What the exercise asks
Reply with one number: the count of lines in the records below that hold "white".
BEGIN Input data
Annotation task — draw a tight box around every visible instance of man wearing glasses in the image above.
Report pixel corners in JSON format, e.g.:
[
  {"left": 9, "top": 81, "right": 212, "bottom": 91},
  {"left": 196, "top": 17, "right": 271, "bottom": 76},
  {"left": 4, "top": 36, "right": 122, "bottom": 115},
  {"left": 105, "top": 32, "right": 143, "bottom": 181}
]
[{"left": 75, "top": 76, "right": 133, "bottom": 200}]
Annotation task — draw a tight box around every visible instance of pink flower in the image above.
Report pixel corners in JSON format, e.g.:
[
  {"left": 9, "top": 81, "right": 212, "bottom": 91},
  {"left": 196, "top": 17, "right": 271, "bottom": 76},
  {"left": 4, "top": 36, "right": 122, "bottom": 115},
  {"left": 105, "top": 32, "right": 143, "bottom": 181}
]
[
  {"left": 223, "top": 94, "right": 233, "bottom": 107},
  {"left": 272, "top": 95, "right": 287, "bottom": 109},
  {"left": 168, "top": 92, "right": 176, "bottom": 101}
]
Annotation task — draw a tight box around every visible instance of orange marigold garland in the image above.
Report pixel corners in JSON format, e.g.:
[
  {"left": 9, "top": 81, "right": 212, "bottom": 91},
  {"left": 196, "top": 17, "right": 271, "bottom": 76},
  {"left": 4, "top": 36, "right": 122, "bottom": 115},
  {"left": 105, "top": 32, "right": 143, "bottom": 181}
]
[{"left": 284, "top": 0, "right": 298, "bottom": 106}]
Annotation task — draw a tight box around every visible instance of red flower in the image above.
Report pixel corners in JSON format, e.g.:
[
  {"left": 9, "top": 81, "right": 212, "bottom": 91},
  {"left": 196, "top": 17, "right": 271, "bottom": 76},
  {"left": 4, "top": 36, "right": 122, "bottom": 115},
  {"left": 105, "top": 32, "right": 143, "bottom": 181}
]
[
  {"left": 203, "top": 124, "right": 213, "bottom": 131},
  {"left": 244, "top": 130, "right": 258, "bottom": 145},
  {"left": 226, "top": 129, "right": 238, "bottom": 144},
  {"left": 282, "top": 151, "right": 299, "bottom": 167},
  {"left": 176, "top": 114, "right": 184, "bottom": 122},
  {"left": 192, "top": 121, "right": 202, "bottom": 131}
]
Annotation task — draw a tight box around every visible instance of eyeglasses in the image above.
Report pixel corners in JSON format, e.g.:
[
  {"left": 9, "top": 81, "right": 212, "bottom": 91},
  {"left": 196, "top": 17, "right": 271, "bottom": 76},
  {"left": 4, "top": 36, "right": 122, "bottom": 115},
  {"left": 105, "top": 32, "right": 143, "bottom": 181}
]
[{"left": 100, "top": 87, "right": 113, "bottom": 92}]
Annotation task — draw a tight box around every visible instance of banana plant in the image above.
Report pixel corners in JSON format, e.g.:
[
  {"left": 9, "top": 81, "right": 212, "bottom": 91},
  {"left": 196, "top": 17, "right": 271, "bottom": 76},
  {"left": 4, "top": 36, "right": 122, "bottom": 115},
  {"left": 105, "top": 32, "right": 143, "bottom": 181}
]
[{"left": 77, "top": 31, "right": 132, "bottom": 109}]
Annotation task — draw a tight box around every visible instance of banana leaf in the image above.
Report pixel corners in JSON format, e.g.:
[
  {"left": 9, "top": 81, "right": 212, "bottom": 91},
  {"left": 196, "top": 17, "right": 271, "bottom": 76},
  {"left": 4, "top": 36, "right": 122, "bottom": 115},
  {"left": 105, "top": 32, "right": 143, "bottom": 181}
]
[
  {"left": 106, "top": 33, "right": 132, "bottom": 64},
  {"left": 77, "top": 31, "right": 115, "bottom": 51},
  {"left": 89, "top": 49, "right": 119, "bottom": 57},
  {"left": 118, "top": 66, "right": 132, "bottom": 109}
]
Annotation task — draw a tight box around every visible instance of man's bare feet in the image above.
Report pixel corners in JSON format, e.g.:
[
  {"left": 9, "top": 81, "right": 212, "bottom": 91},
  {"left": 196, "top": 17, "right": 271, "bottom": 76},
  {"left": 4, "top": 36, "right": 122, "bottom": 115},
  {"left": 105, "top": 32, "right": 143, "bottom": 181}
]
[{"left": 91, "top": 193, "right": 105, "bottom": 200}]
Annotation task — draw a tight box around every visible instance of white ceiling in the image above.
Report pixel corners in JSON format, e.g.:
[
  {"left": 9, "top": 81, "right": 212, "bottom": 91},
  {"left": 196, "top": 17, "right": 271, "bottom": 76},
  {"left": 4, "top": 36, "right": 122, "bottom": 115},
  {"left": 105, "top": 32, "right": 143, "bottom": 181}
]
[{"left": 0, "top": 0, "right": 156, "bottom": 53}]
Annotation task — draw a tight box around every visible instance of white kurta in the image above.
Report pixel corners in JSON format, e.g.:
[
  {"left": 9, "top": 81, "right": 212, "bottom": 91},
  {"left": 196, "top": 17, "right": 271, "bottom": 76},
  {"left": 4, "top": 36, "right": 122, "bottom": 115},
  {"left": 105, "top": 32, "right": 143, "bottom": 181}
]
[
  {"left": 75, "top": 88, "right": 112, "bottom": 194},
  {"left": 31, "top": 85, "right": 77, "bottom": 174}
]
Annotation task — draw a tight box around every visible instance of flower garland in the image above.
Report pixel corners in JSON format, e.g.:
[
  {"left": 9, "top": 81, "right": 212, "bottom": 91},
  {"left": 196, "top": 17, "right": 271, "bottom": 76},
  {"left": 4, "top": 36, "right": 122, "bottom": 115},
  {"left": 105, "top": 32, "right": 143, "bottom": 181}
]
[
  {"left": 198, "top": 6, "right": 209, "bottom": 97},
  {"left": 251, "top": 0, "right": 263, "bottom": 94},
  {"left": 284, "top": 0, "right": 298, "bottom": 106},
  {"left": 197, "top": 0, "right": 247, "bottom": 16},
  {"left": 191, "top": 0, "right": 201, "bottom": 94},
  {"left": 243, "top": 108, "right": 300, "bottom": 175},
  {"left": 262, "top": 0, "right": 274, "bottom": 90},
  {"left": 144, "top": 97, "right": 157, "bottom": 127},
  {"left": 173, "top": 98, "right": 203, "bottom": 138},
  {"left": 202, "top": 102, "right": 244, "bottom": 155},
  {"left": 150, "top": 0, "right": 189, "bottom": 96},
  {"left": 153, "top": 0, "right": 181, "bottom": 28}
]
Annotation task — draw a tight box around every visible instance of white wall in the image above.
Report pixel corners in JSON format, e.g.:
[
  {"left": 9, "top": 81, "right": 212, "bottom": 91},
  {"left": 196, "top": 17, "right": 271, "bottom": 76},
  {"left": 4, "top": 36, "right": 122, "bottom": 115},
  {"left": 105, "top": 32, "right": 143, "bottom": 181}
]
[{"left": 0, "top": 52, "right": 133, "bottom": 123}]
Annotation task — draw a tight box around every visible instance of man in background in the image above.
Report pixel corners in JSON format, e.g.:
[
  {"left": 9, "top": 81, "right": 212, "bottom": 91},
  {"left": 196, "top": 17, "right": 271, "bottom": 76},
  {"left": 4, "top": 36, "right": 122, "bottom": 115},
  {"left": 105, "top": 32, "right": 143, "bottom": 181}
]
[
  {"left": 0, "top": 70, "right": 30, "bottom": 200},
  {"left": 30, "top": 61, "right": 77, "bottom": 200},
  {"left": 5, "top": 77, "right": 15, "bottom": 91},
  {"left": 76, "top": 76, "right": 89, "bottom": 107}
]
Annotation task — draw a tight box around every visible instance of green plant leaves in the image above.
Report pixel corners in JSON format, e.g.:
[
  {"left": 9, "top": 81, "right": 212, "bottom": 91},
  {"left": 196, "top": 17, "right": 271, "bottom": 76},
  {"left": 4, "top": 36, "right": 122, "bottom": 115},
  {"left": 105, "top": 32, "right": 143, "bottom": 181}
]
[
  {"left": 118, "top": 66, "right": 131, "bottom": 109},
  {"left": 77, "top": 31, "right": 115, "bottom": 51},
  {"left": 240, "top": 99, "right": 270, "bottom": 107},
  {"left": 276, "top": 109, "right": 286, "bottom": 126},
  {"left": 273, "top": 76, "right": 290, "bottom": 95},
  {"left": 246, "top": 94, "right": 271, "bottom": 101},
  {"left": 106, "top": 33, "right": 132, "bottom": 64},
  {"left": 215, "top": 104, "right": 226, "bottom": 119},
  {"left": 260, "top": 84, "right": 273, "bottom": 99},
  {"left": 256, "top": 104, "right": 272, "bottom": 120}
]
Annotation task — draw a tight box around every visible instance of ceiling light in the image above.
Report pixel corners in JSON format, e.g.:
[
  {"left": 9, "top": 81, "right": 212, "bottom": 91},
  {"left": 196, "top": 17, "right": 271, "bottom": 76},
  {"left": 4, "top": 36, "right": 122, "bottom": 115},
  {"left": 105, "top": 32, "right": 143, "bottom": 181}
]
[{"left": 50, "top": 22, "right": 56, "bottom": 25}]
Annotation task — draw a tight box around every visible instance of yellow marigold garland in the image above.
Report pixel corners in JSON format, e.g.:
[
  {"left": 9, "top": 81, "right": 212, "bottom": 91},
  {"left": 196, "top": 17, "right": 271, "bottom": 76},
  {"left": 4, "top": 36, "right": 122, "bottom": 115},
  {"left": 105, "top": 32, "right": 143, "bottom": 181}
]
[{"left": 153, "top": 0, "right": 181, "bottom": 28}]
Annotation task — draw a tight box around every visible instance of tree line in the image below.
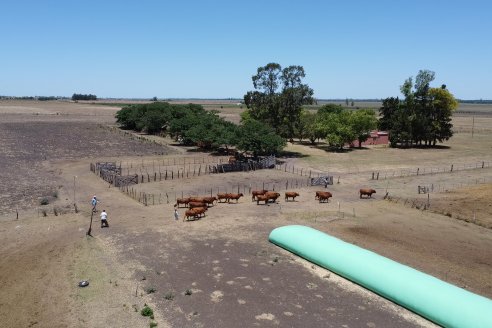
END Input data
The completed task
3